> [What is needed] Count how many lines in the data below include "form". Answer with the number only.

> [Records provided]

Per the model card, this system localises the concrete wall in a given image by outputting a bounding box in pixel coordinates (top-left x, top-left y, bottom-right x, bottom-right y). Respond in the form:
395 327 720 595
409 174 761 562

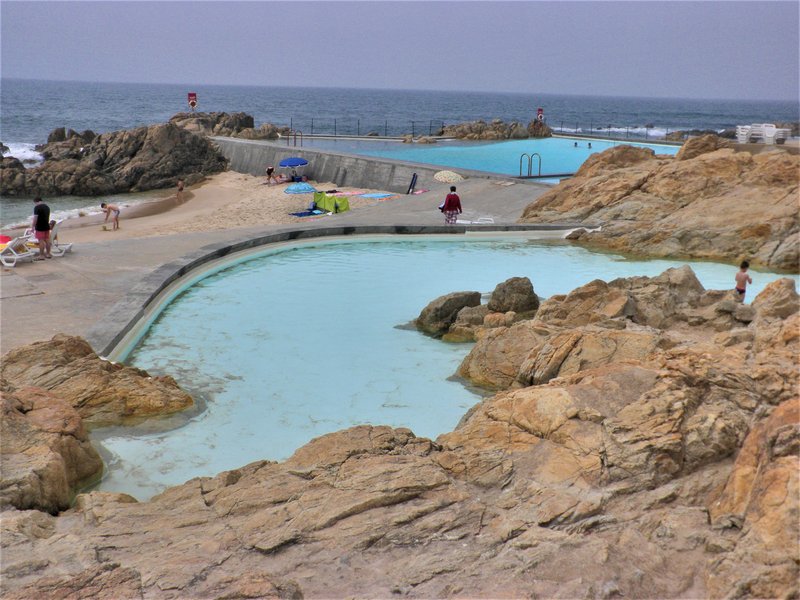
...
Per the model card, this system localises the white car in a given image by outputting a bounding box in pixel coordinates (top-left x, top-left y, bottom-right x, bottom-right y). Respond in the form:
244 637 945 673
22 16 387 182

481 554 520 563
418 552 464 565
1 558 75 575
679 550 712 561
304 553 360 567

> [Task response] 2